## Provided records

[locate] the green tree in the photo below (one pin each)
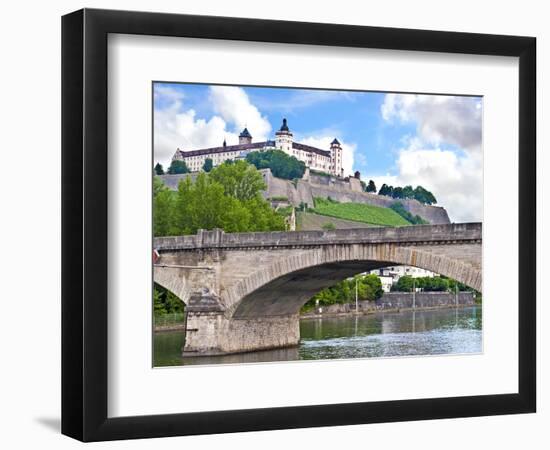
(404, 284)
(400, 209)
(281, 165)
(424, 196)
(178, 167)
(159, 169)
(371, 187)
(386, 190)
(208, 165)
(240, 180)
(397, 192)
(203, 204)
(163, 209)
(408, 192)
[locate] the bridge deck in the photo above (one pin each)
(416, 234)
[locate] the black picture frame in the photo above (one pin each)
(84, 224)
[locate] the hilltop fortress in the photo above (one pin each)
(329, 161)
(330, 184)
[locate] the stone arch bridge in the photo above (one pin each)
(243, 291)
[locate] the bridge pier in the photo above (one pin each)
(243, 291)
(211, 333)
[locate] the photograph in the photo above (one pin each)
(299, 224)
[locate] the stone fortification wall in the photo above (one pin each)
(303, 191)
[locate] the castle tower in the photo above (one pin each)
(283, 138)
(245, 137)
(336, 158)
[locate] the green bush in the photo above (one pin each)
(400, 209)
(281, 165)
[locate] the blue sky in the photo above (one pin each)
(401, 139)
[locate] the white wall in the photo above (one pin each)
(30, 186)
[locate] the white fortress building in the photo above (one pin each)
(329, 161)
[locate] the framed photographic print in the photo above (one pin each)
(255, 211)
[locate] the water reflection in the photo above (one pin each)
(435, 332)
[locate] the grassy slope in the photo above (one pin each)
(309, 221)
(360, 212)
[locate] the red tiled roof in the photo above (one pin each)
(309, 148)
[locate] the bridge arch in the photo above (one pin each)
(283, 286)
(174, 280)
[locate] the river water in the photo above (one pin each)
(433, 332)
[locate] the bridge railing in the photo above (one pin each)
(411, 234)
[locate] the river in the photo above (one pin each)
(431, 332)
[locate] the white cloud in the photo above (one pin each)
(234, 106)
(177, 127)
(439, 118)
(323, 142)
(454, 176)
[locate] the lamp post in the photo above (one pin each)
(356, 298)
(414, 293)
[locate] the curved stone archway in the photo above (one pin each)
(174, 280)
(282, 287)
(244, 290)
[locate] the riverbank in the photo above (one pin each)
(436, 332)
(395, 302)
(392, 302)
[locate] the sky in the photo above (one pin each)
(399, 139)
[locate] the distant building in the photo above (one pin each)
(387, 282)
(396, 272)
(329, 161)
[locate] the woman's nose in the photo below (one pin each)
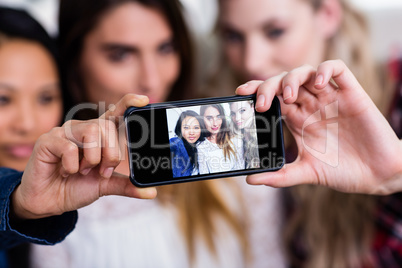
(150, 79)
(256, 55)
(25, 118)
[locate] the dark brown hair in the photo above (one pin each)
(77, 18)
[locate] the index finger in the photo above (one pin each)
(129, 100)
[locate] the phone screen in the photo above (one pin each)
(203, 139)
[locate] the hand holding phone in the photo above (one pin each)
(202, 139)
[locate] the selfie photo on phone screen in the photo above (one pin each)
(202, 139)
(213, 138)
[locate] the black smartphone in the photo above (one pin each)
(201, 139)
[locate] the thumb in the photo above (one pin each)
(291, 174)
(119, 184)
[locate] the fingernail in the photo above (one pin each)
(287, 92)
(241, 86)
(319, 80)
(108, 172)
(85, 171)
(260, 101)
(141, 97)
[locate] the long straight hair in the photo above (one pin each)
(336, 229)
(250, 142)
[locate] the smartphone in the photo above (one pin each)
(200, 139)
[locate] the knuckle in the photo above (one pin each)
(70, 148)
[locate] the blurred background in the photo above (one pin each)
(385, 18)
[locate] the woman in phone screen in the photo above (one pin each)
(189, 130)
(243, 122)
(221, 151)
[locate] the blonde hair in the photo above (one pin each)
(337, 228)
(250, 143)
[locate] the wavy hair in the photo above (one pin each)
(336, 229)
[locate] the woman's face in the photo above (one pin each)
(241, 114)
(213, 120)
(263, 38)
(30, 99)
(131, 50)
(190, 129)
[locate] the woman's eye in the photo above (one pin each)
(118, 55)
(274, 33)
(167, 48)
(4, 100)
(231, 36)
(46, 99)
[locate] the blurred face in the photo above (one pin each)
(263, 38)
(131, 50)
(190, 129)
(241, 114)
(30, 100)
(213, 120)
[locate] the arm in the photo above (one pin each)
(46, 231)
(343, 140)
(70, 167)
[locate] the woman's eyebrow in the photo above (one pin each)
(6, 86)
(114, 46)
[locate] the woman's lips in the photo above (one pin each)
(20, 151)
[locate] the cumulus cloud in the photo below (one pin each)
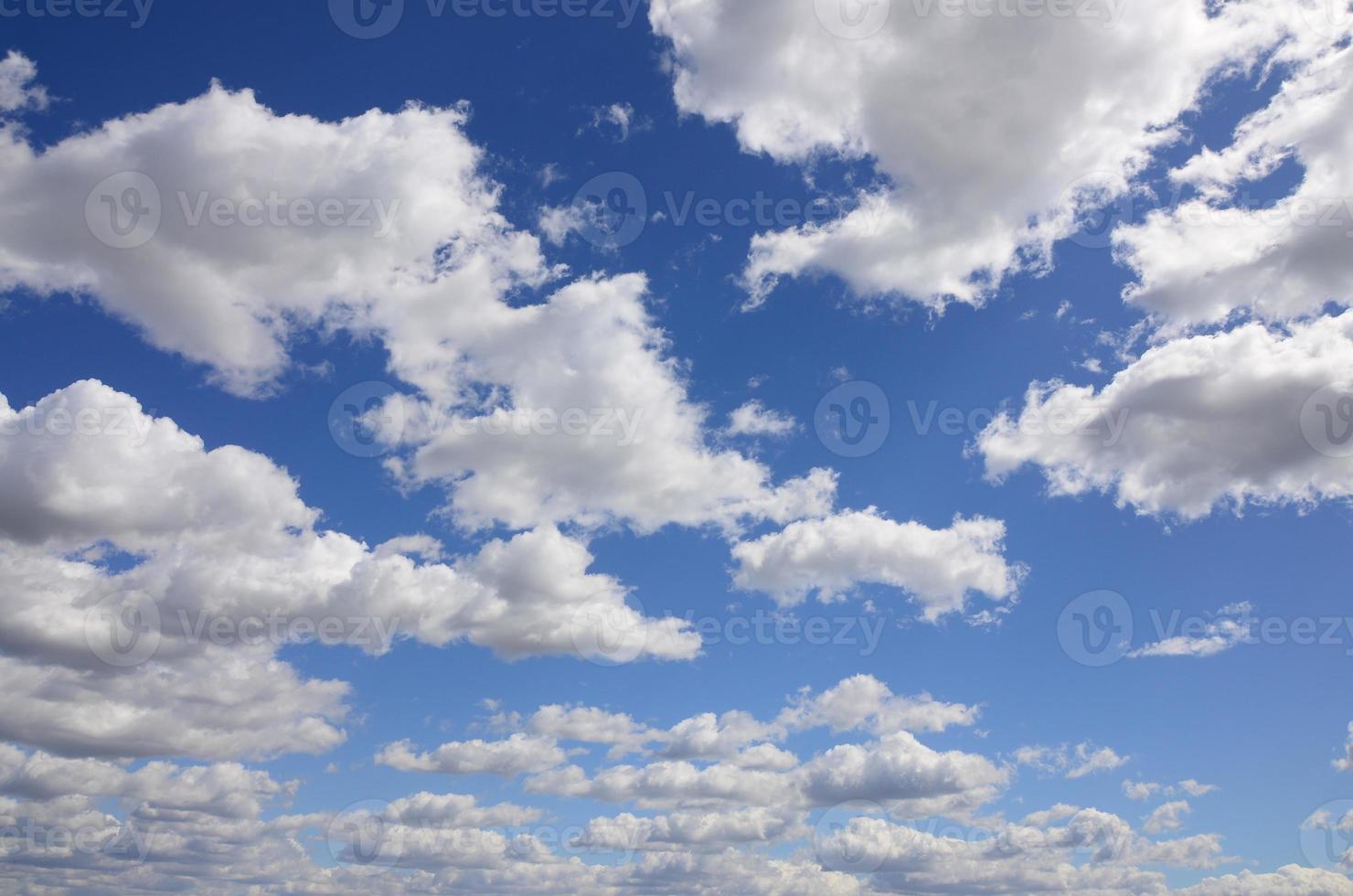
(226, 560)
(1220, 420)
(851, 819)
(755, 419)
(423, 261)
(1167, 817)
(1074, 763)
(1345, 763)
(17, 90)
(1230, 625)
(938, 569)
(983, 171)
(509, 758)
(1211, 258)
(639, 456)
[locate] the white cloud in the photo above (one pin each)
(1167, 817)
(1074, 763)
(16, 84)
(229, 295)
(1290, 880)
(518, 754)
(1220, 420)
(865, 703)
(643, 458)
(620, 117)
(1231, 625)
(1345, 763)
(755, 419)
(828, 557)
(984, 169)
(1209, 258)
(222, 536)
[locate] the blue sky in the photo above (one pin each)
(1211, 501)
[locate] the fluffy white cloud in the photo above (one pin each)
(228, 295)
(518, 754)
(865, 703)
(1074, 763)
(1345, 763)
(428, 265)
(1225, 419)
(755, 419)
(935, 568)
(1231, 625)
(229, 568)
(1290, 880)
(862, 816)
(1167, 817)
(637, 453)
(1207, 259)
(16, 84)
(984, 169)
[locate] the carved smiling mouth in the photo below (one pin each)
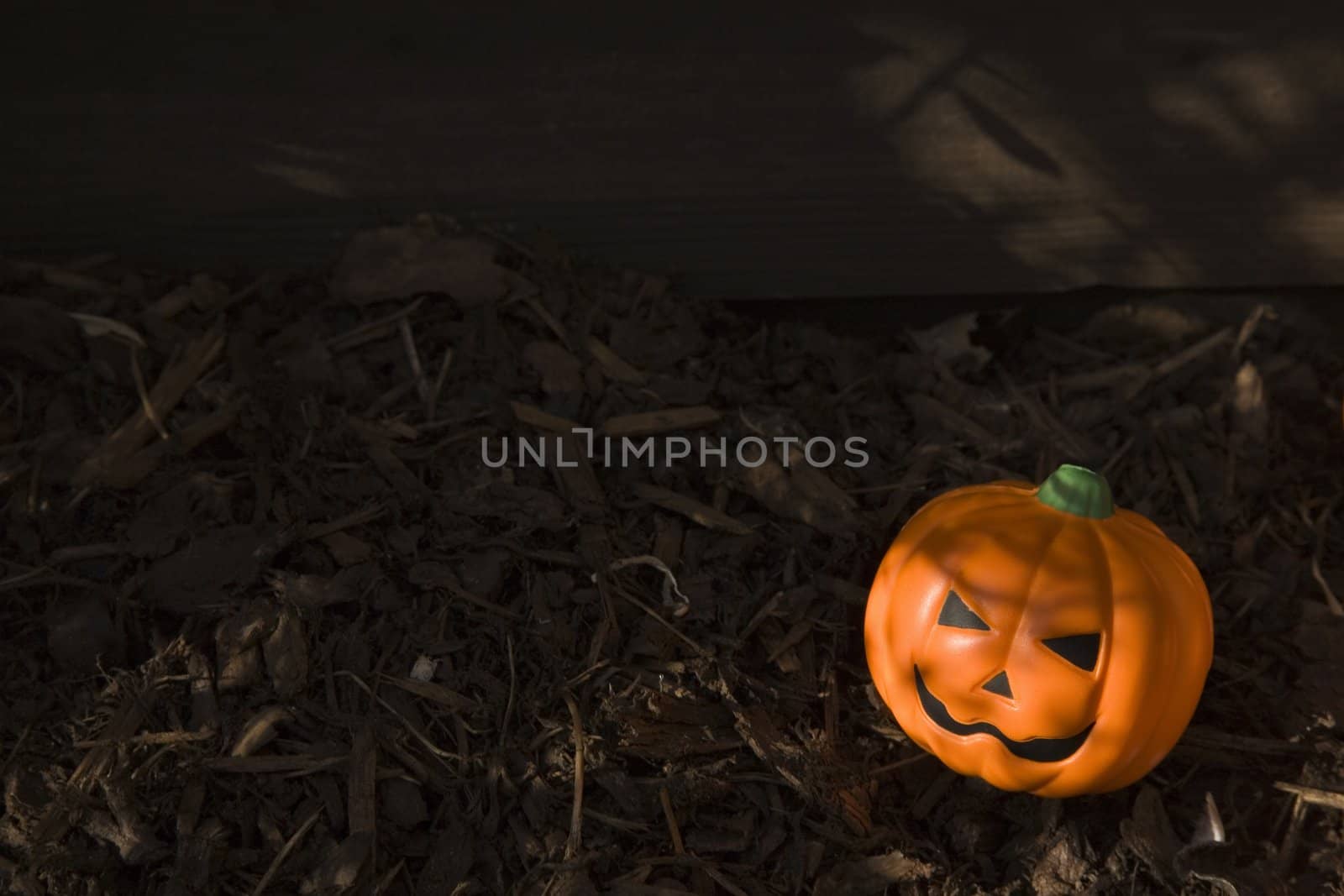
(1034, 750)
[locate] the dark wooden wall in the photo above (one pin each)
(756, 150)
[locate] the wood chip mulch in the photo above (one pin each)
(273, 625)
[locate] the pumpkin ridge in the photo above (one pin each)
(1035, 571)
(1164, 696)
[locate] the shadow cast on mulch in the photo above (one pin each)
(282, 614)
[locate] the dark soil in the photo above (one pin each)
(275, 625)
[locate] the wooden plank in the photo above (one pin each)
(806, 152)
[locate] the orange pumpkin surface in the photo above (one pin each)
(1039, 638)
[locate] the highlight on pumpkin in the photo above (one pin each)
(1043, 640)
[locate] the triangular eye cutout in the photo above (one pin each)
(999, 685)
(1079, 649)
(958, 616)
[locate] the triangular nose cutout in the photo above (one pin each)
(999, 685)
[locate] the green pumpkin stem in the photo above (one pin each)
(1079, 490)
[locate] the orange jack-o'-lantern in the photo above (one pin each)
(1039, 638)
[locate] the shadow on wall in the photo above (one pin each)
(984, 112)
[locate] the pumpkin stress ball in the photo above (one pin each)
(1039, 638)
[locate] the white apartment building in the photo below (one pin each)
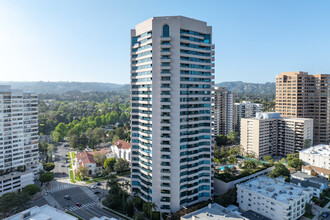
(273, 198)
(270, 134)
(44, 212)
(122, 149)
(245, 109)
(171, 83)
(318, 156)
(223, 103)
(18, 139)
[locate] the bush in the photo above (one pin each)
(46, 177)
(49, 166)
(31, 189)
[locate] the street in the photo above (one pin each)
(83, 202)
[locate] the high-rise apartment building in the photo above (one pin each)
(171, 82)
(245, 109)
(18, 139)
(223, 101)
(306, 96)
(270, 134)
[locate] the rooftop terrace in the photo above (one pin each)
(322, 149)
(277, 189)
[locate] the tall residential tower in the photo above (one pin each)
(306, 96)
(171, 82)
(18, 139)
(222, 110)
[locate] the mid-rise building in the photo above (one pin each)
(122, 149)
(171, 83)
(45, 212)
(213, 211)
(315, 184)
(223, 103)
(18, 139)
(318, 156)
(301, 95)
(273, 198)
(245, 109)
(270, 134)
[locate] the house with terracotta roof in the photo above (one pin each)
(86, 159)
(122, 149)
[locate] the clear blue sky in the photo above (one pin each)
(79, 40)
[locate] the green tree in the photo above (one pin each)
(82, 172)
(56, 136)
(295, 163)
(307, 143)
(74, 141)
(283, 160)
(291, 156)
(269, 159)
(46, 177)
(49, 166)
(31, 189)
(121, 164)
(99, 158)
(280, 170)
(43, 146)
(61, 129)
(50, 149)
(110, 163)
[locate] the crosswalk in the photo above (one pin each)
(87, 205)
(59, 187)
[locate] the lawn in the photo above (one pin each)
(96, 180)
(72, 177)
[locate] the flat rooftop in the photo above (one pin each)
(276, 189)
(42, 213)
(214, 212)
(322, 150)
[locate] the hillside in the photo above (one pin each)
(240, 87)
(41, 87)
(62, 87)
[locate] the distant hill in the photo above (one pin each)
(42, 87)
(62, 87)
(240, 87)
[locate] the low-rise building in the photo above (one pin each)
(213, 211)
(316, 184)
(273, 198)
(86, 159)
(45, 212)
(270, 134)
(318, 156)
(312, 170)
(245, 109)
(122, 149)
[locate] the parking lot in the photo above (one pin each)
(76, 194)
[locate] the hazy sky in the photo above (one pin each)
(79, 40)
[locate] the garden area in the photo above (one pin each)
(230, 166)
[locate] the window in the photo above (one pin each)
(166, 31)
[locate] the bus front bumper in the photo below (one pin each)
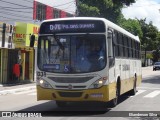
(103, 94)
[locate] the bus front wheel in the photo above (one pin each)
(114, 102)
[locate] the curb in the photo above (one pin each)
(11, 91)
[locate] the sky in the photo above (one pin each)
(149, 9)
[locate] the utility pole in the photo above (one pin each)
(77, 8)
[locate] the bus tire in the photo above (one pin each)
(61, 103)
(114, 101)
(134, 90)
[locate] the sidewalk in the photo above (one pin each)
(13, 88)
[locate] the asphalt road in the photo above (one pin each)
(146, 101)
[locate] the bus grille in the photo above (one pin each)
(70, 80)
(66, 87)
(70, 94)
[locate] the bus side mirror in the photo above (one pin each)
(32, 40)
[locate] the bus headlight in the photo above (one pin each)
(44, 84)
(99, 83)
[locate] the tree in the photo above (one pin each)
(109, 9)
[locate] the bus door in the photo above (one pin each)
(111, 55)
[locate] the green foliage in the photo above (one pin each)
(86, 10)
(109, 9)
(149, 56)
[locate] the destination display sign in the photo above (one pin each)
(72, 26)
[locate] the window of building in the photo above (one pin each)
(57, 13)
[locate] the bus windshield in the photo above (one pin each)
(72, 53)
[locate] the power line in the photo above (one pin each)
(16, 8)
(12, 14)
(63, 4)
(14, 19)
(17, 11)
(143, 5)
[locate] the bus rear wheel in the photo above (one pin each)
(61, 103)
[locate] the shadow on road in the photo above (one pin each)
(153, 79)
(72, 109)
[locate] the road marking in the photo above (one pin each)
(139, 92)
(152, 94)
(29, 91)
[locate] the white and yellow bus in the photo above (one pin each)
(86, 59)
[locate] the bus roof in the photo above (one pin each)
(107, 22)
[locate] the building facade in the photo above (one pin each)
(22, 18)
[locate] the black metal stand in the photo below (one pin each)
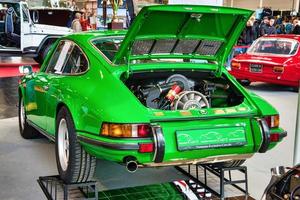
(193, 172)
(54, 188)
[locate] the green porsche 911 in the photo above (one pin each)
(155, 95)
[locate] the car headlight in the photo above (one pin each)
(126, 130)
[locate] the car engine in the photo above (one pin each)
(177, 92)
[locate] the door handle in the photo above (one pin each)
(46, 87)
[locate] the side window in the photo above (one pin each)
(76, 62)
(25, 13)
(59, 57)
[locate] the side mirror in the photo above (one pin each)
(35, 16)
(26, 69)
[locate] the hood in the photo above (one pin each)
(183, 32)
(263, 59)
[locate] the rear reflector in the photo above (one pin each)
(274, 137)
(278, 69)
(146, 148)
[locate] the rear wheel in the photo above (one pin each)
(233, 163)
(74, 164)
(26, 131)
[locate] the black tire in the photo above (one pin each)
(80, 165)
(26, 131)
(228, 164)
(244, 82)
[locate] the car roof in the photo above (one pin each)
(287, 36)
(10, 1)
(89, 35)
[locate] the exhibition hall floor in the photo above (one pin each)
(23, 161)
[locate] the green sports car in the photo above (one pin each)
(155, 95)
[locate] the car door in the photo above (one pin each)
(63, 86)
(42, 84)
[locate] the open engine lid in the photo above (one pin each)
(183, 31)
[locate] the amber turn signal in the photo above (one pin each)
(272, 121)
(126, 130)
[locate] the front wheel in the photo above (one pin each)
(74, 164)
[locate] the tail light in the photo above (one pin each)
(278, 69)
(272, 121)
(146, 148)
(236, 65)
(126, 130)
(274, 137)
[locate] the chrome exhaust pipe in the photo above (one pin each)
(131, 165)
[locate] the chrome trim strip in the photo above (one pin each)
(265, 131)
(115, 146)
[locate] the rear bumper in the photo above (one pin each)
(166, 152)
(281, 80)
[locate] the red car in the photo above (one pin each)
(273, 59)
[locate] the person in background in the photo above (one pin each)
(76, 26)
(271, 27)
(280, 29)
(288, 25)
(296, 29)
(295, 23)
(93, 21)
(84, 21)
(263, 28)
(248, 34)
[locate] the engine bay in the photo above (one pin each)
(183, 90)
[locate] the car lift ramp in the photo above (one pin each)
(55, 189)
(202, 174)
(200, 184)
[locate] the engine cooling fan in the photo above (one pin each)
(190, 100)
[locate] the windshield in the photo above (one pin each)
(277, 46)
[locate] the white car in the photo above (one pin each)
(20, 34)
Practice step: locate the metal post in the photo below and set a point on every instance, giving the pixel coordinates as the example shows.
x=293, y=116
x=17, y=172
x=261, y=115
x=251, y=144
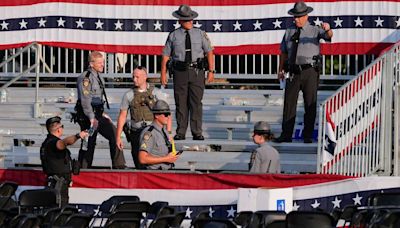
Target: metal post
x=37, y=107
x=396, y=128
x=320, y=146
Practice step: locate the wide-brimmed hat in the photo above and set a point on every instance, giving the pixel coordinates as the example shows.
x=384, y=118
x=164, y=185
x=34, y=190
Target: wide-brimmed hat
x=161, y=107
x=185, y=13
x=50, y=121
x=300, y=9
x=262, y=127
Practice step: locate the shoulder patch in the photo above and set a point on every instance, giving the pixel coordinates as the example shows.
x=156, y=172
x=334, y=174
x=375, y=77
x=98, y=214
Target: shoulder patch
x=208, y=39
x=146, y=136
x=143, y=146
x=86, y=82
x=86, y=86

## Set exercise
Nothing but the lines from the line containing "[locate] the white car" through the last line of the material may be output, and they must be copied exactly, without pictures.

## Task output
[locate] the white car in the photo above (one pin each)
(20, 34)
Practice step: locate the metal post in the photo below and set a point on every instance, giving the pixel coordinates as the example shows.
x=293, y=116
x=17, y=172
x=261, y=115
x=251, y=144
Target: metal post
x=37, y=107
x=396, y=128
x=320, y=146
Practice step: locate the wide-brimmed hat in the photo above and set a point on every instance, giving the pixel coordinates as the example shows.
x=384, y=118
x=164, y=185
x=34, y=190
Target: wide-brimmed hat
x=161, y=107
x=185, y=13
x=50, y=121
x=300, y=9
x=262, y=127
Practice step: locate the shoulder patch in the photo above and set a point on every instance, giving the pixel coordinates as the example shows.
x=156, y=172
x=334, y=174
x=375, y=77
x=98, y=214
Target: shoulder patch
x=208, y=39
x=146, y=136
x=143, y=146
x=86, y=82
x=86, y=86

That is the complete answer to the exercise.